STATED GOAL:
Answer these questions from the Mick Mercer text below, one answer per line:
(a) What is the name of Mercer's weekly live internet radio show?
(b) Which magazine did he edit until it folded in 1986?
(c) Which publication described his Music to Die For compendium as "stuffed full of the best and most artistic music the world has to offer"?

TEXT PROVIDED:
• • • • • • •

- Born: 19 July 1957
- Occupations: Photographer, author, journalist
- Known for: Goth subculture

= Mick Mercer =

British journalist and writer

Mick Mercer (born Michael Mercer, 19 July 1957) is a journalist and author best known for his books, photos and reviews of the goth and punk scenes.

==Life and work==
Mercer is primarily a writer focused on the Gothic rock scene that emerged from the initial Post-punk era in the late 1970s and early 1980s. He has also photographed bands from the Punk era onwards, publishing a monthly online magazine, The Mick, for over ten years. Mercer now hosts a weekly live internet radio show, Mick Mercer Radio, as well as providing daily reviews and/or photo galleries in his online newsletter, Mick Mercer's Panache, now largely shared in ongoing fashion via subscription-based publishing platform Substack, with which he continues to cover contemporary post-punk acts and culture.

Mercer ran one of the first punk fanzines, Panache, from 1976 to 1992. In 1978, he began writing for British music paper Record Mirror, then freelanced for ZigZag magazine, later becoming its editor until the magazine folded in 1986. During the 1980s, he wrote regularly for the British music weekly Melody Maker, and edited Siren magazine in the 1990s. He has written five books on gothic music, in addition to numerous self-published material.

Mercer's Music to Die For compendium (2009) was described by The Quietus as having "a far greater stylistic variety than the casual observer might imagine", and as being "stuffed full of the best and most artistic music the world has to offer".

• • • • • • •

GIVEN RECORDS:
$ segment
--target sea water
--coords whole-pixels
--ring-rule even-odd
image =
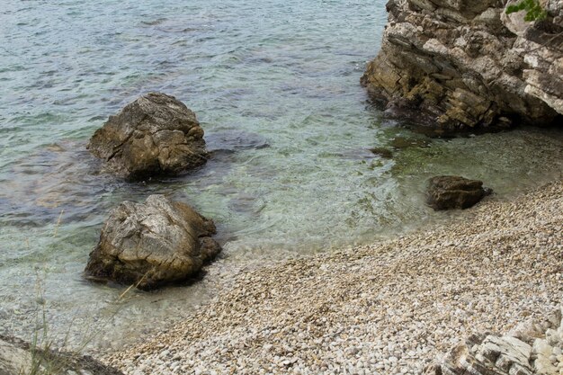
[[[0,333],[119,347],[187,317],[229,270],[458,215],[424,206],[433,175],[482,179],[490,199],[560,177],[556,130],[431,139],[383,120],[359,80],[386,19],[383,0],[2,1]],[[88,138],[150,91],[197,113],[212,158],[169,179],[100,174]],[[109,210],[152,193],[216,221],[210,273],[121,299],[85,281]]]

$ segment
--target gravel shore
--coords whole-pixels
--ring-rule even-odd
[[[563,182],[447,228],[244,272],[103,359],[128,374],[419,374],[471,334],[563,301]]]

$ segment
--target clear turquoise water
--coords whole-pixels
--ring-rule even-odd
[[[563,136],[555,130],[427,139],[390,160],[372,155],[370,147],[398,137],[423,138],[380,120],[359,85],[379,49],[384,4],[4,2],[0,333],[29,339],[34,312],[44,308],[54,335],[80,336],[103,322],[111,329],[95,343],[119,345],[207,300],[220,270],[373,241],[457,215],[424,206],[429,176],[483,179],[495,199],[560,177]],[[88,138],[148,91],[196,112],[214,158],[167,181],[130,184],[98,174],[85,150]],[[108,210],[156,192],[214,219],[224,254],[203,282],[132,292],[116,303],[123,289],[90,284],[82,270]]]

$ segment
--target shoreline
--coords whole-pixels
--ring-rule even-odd
[[[233,277],[208,305],[103,358],[128,374],[420,373],[464,337],[563,302],[563,181],[443,228]]]

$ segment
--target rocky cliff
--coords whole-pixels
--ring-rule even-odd
[[[442,129],[563,119],[563,3],[547,19],[506,0],[389,0],[381,50],[362,77],[389,111]]]

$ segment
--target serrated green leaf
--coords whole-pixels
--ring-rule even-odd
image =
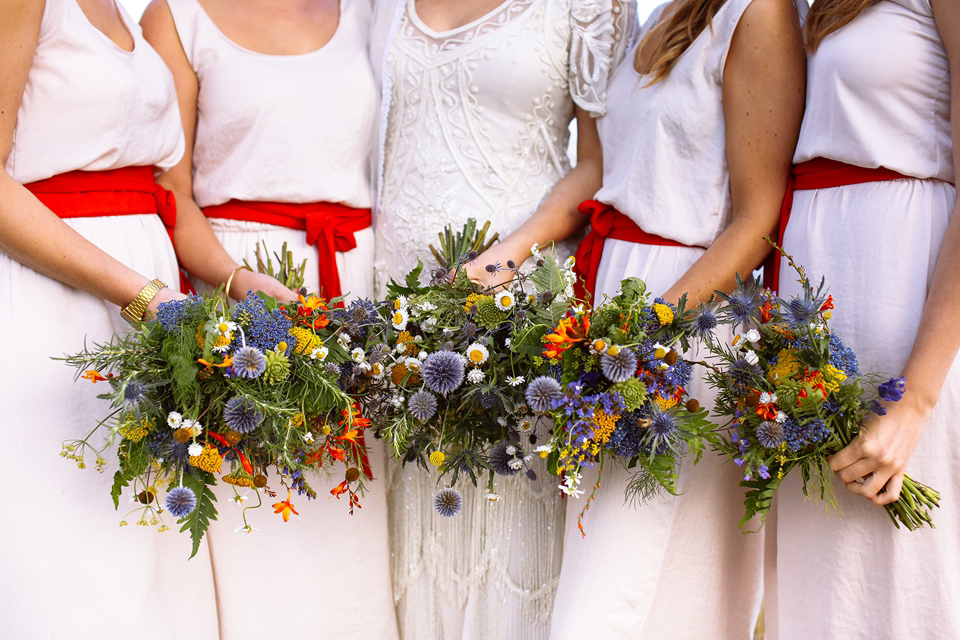
[[[210,526],[210,521],[217,519],[217,508],[213,504],[217,501],[217,497],[213,494],[216,483],[217,479],[213,474],[205,471],[183,475],[183,486],[192,489],[197,496],[196,508],[177,521],[177,524],[183,525],[180,527],[181,532],[190,531],[190,538],[193,540],[191,558],[200,550],[200,543]]]

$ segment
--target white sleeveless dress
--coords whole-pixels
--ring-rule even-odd
[[[727,0],[678,58],[647,85],[632,48],[608,89],[600,119],[603,187],[611,204],[648,233],[689,247],[607,239],[597,296],[615,295],[628,276],[653,295],[667,291],[729,225],[730,176],[722,104],[723,72],[734,30],[750,0]],[[642,34],[656,25],[655,11]],[[639,46],[639,45],[638,45]],[[688,354],[698,359],[697,353]],[[697,375],[690,394],[710,407],[715,394]],[[744,535],[741,474],[707,452],[682,460],[678,491],[625,503],[629,471],[610,465],[583,517],[567,507],[560,586],[551,638],[750,638],[762,596],[763,536]],[[582,486],[596,481],[585,475]]]
[[[47,0],[6,170],[20,183],[72,170],[172,166],[183,153],[173,79],[120,9],[134,50],[120,49],[74,0]],[[173,247],[156,214],[77,218],[66,224],[130,268],[176,288]],[[0,367],[5,415],[0,466],[0,637],[218,637],[206,547],[171,526],[120,527],[115,453],[103,473],[60,457],[109,413],[104,384],[73,381],[51,360],[126,330],[113,304],[40,275],[0,253]],[[99,446],[103,432],[92,439]]]
[[[436,33],[413,0],[378,8],[381,75],[377,290],[404,275],[447,224],[505,235],[569,170],[574,103],[600,115],[633,2],[506,0]],[[569,249],[568,249],[569,251]],[[543,435],[543,434],[542,434]],[[395,463],[390,479],[394,597],[401,634],[545,638],[559,570],[563,503],[554,478],[501,478],[502,500],[460,487],[462,511],[432,506],[437,476]]]
[[[370,0],[342,0],[330,41],[300,55],[239,46],[196,0],[168,5],[200,85],[193,150],[197,205],[237,199],[369,208],[368,158],[377,112],[367,58]],[[307,261],[304,286],[319,290],[317,250],[303,231],[223,218],[211,218],[210,225],[240,263],[256,265],[254,252],[262,242],[271,258],[286,242],[298,263]],[[349,298],[369,298],[373,230],[354,235],[355,249],[336,252],[341,289]]]
[[[916,178],[798,191],[784,237],[812,281],[826,277],[833,327],[860,369],[898,376],[956,199],[950,71],[930,3],[869,7],[827,36],[807,69],[794,160],[825,157]],[[790,271],[781,272],[780,287],[797,292]],[[954,357],[907,466],[940,491],[936,529],[897,530],[882,508],[839,481],[842,515],[831,512],[803,499],[795,475],[785,479],[767,531],[768,638],[960,638],[958,411]]]
[[[333,38],[317,51],[291,56],[239,47],[197,0],[167,4],[200,83],[193,183],[197,204],[237,198],[368,207],[367,150],[376,93],[366,53],[367,0],[342,0]],[[317,251],[306,244],[303,231],[218,218],[210,222],[228,252],[251,264],[258,242],[265,241],[270,251],[280,251],[286,242],[297,261],[307,259],[305,286],[317,290]],[[352,297],[369,297],[373,231],[365,229],[356,238],[356,249],[337,254],[341,285]],[[221,640],[397,637],[384,451],[372,437],[367,444],[372,445],[375,480],[367,483],[362,508],[352,516],[345,499],[329,494],[342,478],[312,477],[318,497],[292,497],[300,515],[284,522],[269,507],[273,500],[264,496],[264,506],[247,512],[257,531],[245,535],[236,528],[241,509],[255,497],[251,492],[238,505],[230,500],[233,490],[220,487],[219,519],[207,536]],[[283,491],[275,474],[268,477],[271,489]],[[251,606],[251,596],[258,592],[266,598],[258,598],[264,606]],[[275,615],[280,610],[286,613]]]

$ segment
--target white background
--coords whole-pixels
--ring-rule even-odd
[[[640,22],[643,23],[651,11],[660,6],[665,0],[637,0],[638,12],[640,13]],[[134,20],[140,19],[140,14],[150,3],[150,0],[120,0],[127,12],[133,16]]]

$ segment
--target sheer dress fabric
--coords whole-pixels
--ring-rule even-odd
[[[174,164],[183,131],[173,79],[140,28],[127,52],[86,19],[74,0],[47,0],[37,52],[14,131],[7,172],[27,183],[73,170]],[[176,287],[176,258],[156,214],[66,220],[137,272]],[[6,405],[0,448],[11,486],[0,496],[0,636],[157,639],[218,637],[213,573],[205,547],[189,562],[189,536],[119,523],[112,453],[103,473],[59,456],[109,413],[104,384],[73,381],[51,357],[126,330],[119,309],[0,253],[0,368]],[[103,443],[103,432],[91,440]],[[168,525],[175,525],[169,516]]]
[[[340,21],[323,47],[268,55],[239,46],[196,0],[168,2],[187,59],[200,83],[193,192],[200,207],[230,199],[268,202],[371,202],[368,155],[376,88],[367,59],[369,0],[342,0]],[[255,87],[255,89],[251,89]],[[256,264],[257,245],[279,253],[283,243],[307,260],[304,286],[320,287],[317,250],[302,231],[246,220],[211,218],[235,260]],[[344,292],[373,294],[373,230],[357,247],[337,252]],[[263,247],[260,248],[264,254]],[[198,290],[207,291],[203,283]]]
[[[417,258],[431,263],[427,245],[445,225],[473,217],[505,235],[536,210],[570,170],[574,104],[603,113],[633,20],[633,3],[506,0],[437,33],[413,0],[378,6],[378,294]],[[555,479],[542,467],[535,482],[498,477],[496,503],[465,484],[462,511],[447,519],[432,506],[436,475],[399,463],[390,472],[401,635],[546,638],[563,523]]]
[[[367,60],[370,6],[341,0],[340,21],[322,48],[301,55],[267,55],[229,40],[197,0],[167,0],[187,58],[200,83],[194,151],[194,195],[201,207],[230,199],[343,202],[369,206],[366,151],[376,97]],[[283,243],[307,260],[306,287],[317,291],[317,250],[303,231],[211,218],[217,238],[238,261],[256,264],[255,249]],[[356,234],[357,248],[336,254],[343,290],[372,295],[373,231]],[[263,249],[261,247],[261,254]],[[283,522],[264,496],[248,511],[256,531],[236,532],[241,509],[231,487],[217,495],[220,517],[207,534],[217,580],[221,640],[275,637],[397,637],[387,547],[384,451],[372,445],[375,480],[348,512],[330,488],[342,478],[313,477],[315,500],[293,495],[300,515]],[[285,491],[277,475],[269,488]],[[245,490],[241,489],[240,494]],[[251,582],[255,580],[261,587]],[[251,590],[269,601],[251,606]],[[362,594],[362,595],[361,595]],[[274,615],[277,608],[286,611]]]
[[[807,69],[795,161],[819,156],[910,178],[796,192],[784,246],[813,282],[826,277],[832,326],[860,369],[898,376],[956,199],[950,74],[929,2],[872,5],[827,36]],[[798,292],[790,271],[780,290]],[[897,530],[836,480],[842,515],[828,512],[803,500],[797,477],[785,479],[767,525],[767,637],[960,637],[958,410],[955,359],[907,466],[941,493],[936,529]]]
[[[598,298],[615,295],[628,276],[653,295],[667,291],[731,219],[723,74],[734,31],[750,0],[727,0],[655,84],[634,68],[636,47],[612,76],[600,119],[603,187],[641,229],[688,247],[607,239],[597,274]],[[646,34],[663,13],[655,11]],[[639,45],[637,45],[639,46]],[[717,339],[728,340],[719,331]],[[702,359],[696,348],[686,354]],[[705,407],[715,394],[694,369],[688,386]],[[595,638],[749,638],[762,597],[763,537],[737,527],[743,514],[739,469],[712,452],[696,466],[681,460],[680,495],[631,504],[632,472],[608,465],[578,527],[583,501],[566,514],[563,565],[554,605],[553,640]],[[588,492],[596,471],[584,475]]]

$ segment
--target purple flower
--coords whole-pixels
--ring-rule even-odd
[[[527,386],[527,404],[537,413],[545,413],[553,408],[553,403],[563,395],[560,383],[550,376],[534,378]]]
[[[167,494],[167,511],[174,518],[179,519],[190,515],[196,506],[197,496],[188,487],[176,487]]]
[[[907,380],[903,376],[899,378],[890,378],[877,387],[880,393],[880,399],[887,402],[900,402],[903,394],[907,391]],[[882,414],[881,414],[882,415]]]

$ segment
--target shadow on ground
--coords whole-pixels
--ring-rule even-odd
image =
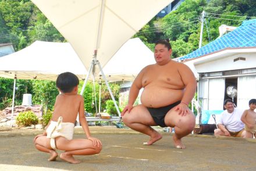
[[[256,144],[246,141],[186,137],[187,148],[172,145],[172,136],[151,146],[143,134],[94,134],[103,144],[101,154],[76,156],[72,165],[37,151],[33,136],[0,137],[1,170],[255,170]],[[84,135],[74,135],[83,138]]]

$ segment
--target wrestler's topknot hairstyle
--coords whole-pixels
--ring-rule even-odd
[[[232,102],[232,104],[234,104],[234,102],[233,102],[233,101],[231,99],[227,98],[225,100],[224,105],[226,105],[227,102]]]
[[[164,45],[168,49],[168,51],[172,49],[172,46],[170,45],[170,40],[169,38],[158,40],[155,42],[155,47],[158,44]]]
[[[253,99],[250,99],[249,101],[249,105],[251,104],[253,104],[254,105],[256,105],[256,99],[253,98]]]
[[[70,72],[60,74],[56,80],[56,86],[64,93],[71,92],[79,84],[78,77]]]

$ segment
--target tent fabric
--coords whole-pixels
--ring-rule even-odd
[[[56,80],[65,72],[84,79],[87,71],[70,44],[37,41],[16,52],[0,58],[0,77]]]
[[[110,81],[133,81],[145,66],[155,63],[153,52],[138,38],[127,41],[103,68]],[[0,58],[0,77],[18,79],[56,80],[70,72],[79,79],[88,72],[68,42],[37,41],[30,46]],[[91,76],[90,80],[92,80]],[[96,80],[99,76],[96,76]]]
[[[94,50],[104,67],[127,40],[173,0],[32,1],[71,44],[88,70]]]
[[[134,38],[120,48],[103,68],[103,72],[110,81],[131,81],[142,69],[154,63],[153,52],[140,38]]]

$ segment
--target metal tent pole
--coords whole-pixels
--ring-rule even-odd
[[[84,93],[84,89],[86,88],[86,84],[87,84],[87,83],[88,81],[88,79],[89,78],[90,73],[91,73],[94,65],[94,60],[93,60],[91,62],[91,66],[90,67],[89,71],[88,72],[88,74],[87,74],[87,76],[86,76],[86,80],[84,80],[84,84],[83,85],[82,90],[81,90],[81,92],[80,94],[81,95],[83,95],[83,94]],[[77,116],[76,116],[76,122],[77,122],[77,123],[76,123],[76,126],[80,126],[79,115],[77,115]]]
[[[10,119],[10,127],[12,127],[12,120],[13,119],[13,111],[14,111],[14,100],[15,98],[15,88],[16,88],[16,77],[14,79],[13,83],[13,92],[12,94],[12,117]]]
[[[113,95],[113,93],[111,91],[111,89],[110,88],[109,85],[108,84],[108,81],[106,80],[106,77],[105,76],[104,73],[103,72],[102,69],[101,68],[101,65],[99,63],[99,62],[97,60],[97,64],[99,66],[99,70],[101,70],[101,74],[102,74],[103,79],[105,80],[105,83],[106,83],[106,87],[108,87],[108,90],[109,91],[110,95],[111,96],[111,98],[112,99],[115,106],[116,107],[116,111],[118,111],[118,115],[119,116],[119,117],[121,118],[121,113],[120,112],[119,109],[118,108],[118,105],[116,104],[116,101],[115,99],[115,97]]]

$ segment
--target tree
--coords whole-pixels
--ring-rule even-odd
[[[55,98],[59,94],[55,82],[49,80],[33,80],[33,103],[42,104],[45,112],[53,109]]]

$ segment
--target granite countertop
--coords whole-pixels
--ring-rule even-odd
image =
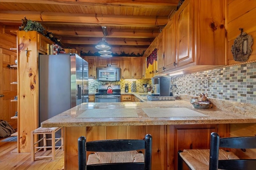
[[[190,110],[196,111],[207,116],[152,117],[149,117],[144,111],[145,108],[152,108],[152,110],[156,111],[156,115],[160,113],[159,110],[162,108],[181,108],[189,109]],[[81,117],[86,110],[91,109],[94,109],[94,111],[98,109],[97,110],[97,113],[102,113],[103,115],[105,113],[103,112],[102,110],[104,110],[103,109],[133,109],[133,110],[135,111],[138,115],[138,117]],[[84,103],[42,122],[41,126],[82,127],[256,123],[256,115],[255,114],[246,115],[244,113],[234,113],[232,109],[230,109],[229,111],[216,108],[195,109],[189,102],[183,100],[148,101],[145,102]],[[83,117],[82,116],[81,117]]]

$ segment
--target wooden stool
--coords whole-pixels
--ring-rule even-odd
[[[61,136],[60,138],[56,138],[55,134],[59,130],[61,131]],[[35,159],[39,158],[48,158],[52,157],[53,160],[55,158],[55,152],[60,149],[63,149],[63,127],[39,127],[37,129],[31,131],[31,160],[34,161]],[[35,138],[38,135],[43,135],[43,137],[35,142]],[[47,138],[47,135],[51,134],[51,138]],[[47,140],[52,141],[52,146],[47,146]],[[60,146],[56,146],[56,143],[60,140],[61,140],[61,145]],[[42,141],[44,142],[44,146],[38,147],[38,143]],[[44,150],[46,150],[47,148],[52,149],[52,156],[35,156],[36,153],[44,149]],[[55,150],[55,149],[57,149]]]

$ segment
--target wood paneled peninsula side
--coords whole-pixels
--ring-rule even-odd
[[[177,108],[181,110],[181,115],[189,109],[189,111],[196,111],[207,116],[153,117],[146,113],[153,111],[153,116],[157,116],[164,113],[163,109]],[[109,110],[110,114],[120,110],[126,110],[128,114],[135,112],[138,117],[104,118],[109,113],[107,113]],[[85,118],[86,111],[99,114],[100,118]],[[152,169],[158,170],[176,169],[178,150],[208,148],[211,132],[217,132],[222,137],[228,136],[229,125],[238,123],[256,123],[256,116],[233,113],[232,110],[228,112],[212,108],[195,109],[189,102],[176,100],[84,103],[44,121],[41,125],[64,127],[65,169],[77,169],[77,141],[81,136],[91,141],[142,139],[145,134],[150,133],[153,138]]]

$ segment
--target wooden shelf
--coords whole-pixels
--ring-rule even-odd
[[[11,119],[18,119],[18,116],[12,116],[12,117],[11,117]]]
[[[12,133],[11,135],[11,136],[18,136],[18,132]]]

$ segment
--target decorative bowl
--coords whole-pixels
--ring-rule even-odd
[[[202,102],[195,102],[192,105],[194,107],[197,109],[208,109],[212,106],[210,103]]]

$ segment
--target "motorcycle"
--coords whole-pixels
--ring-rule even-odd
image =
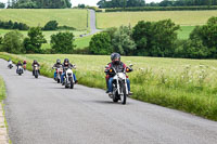
[[[26,70],[26,64],[23,65],[24,70]]]
[[[53,67],[53,68],[55,68],[55,73],[56,73],[54,80],[58,81],[58,83],[60,83],[61,75],[63,74],[63,68],[62,67]]]
[[[10,69],[13,67],[13,65],[12,65],[12,61],[9,62],[8,67],[9,67]]]
[[[39,66],[38,65],[34,65],[34,70],[33,70],[33,75],[35,76],[35,78],[38,78],[39,76]]]
[[[73,89],[75,84],[72,68],[76,68],[76,66],[74,65],[73,67],[65,68],[65,76],[63,82],[66,89],[67,88]]]
[[[122,104],[125,105],[127,102],[127,96],[129,96],[129,91],[127,87],[126,73],[131,71],[131,67],[132,65],[130,65],[129,68],[126,67],[124,71],[122,73],[117,73],[115,68],[108,69],[108,73],[114,76],[113,82],[112,82],[113,91],[112,91],[112,94],[108,95],[113,100],[114,103],[117,103],[118,101],[120,101]]]
[[[17,66],[16,74],[18,74],[21,76],[23,73],[24,73],[23,67]]]

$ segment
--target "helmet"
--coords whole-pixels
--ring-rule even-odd
[[[69,60],[68,60],[68,58],[65,58],[65,60],[64,60],[64,63],[69,63]]]
[[[56,64],[61,64],[61,60],[56,60]]]
[[[118,60],[120,61],[120,55],[119,55],[119,53],[112,53],[112,54],[111,54],[111,60],[114,61],[114,60],[116,60],[116,58],[118,58]]]
[[[114,56],[114,54],[115,54],[114,52],[111,54],[111,61],[113,61],[113,56]]]

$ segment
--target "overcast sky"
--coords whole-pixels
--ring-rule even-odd
[[[4,2],[7,3],[8,0],[0,0],[1,2]],[[72,4],[73,6],[77,6],[78,3],[84,3],[86,5],[97,5],[98,1],[100,0],[71,0],[72,1]],[[161,2],[162,0],[145,0],[146,3],[150,3],[150,2]]]

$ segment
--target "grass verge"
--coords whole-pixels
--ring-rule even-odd
[[[77,65],[75,73],[80,84],[105,89],[103,69],[110,56],[0,53],[0,57],[12,58],[15,63],[26,60],[29,70],[33,60],[38,60],[41,74],[50,78],[53,77],[51,67],[55,60],[68,57]],[[217,121],[216,61],[136,56],[123,56],[122,61],[135,64],[135,71],[129,74],[133,99]]]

• • • • • • •

OUTPUT BELOW:
(a) Mick Mercer Radio
(b) ZigZag
(c) The Quietus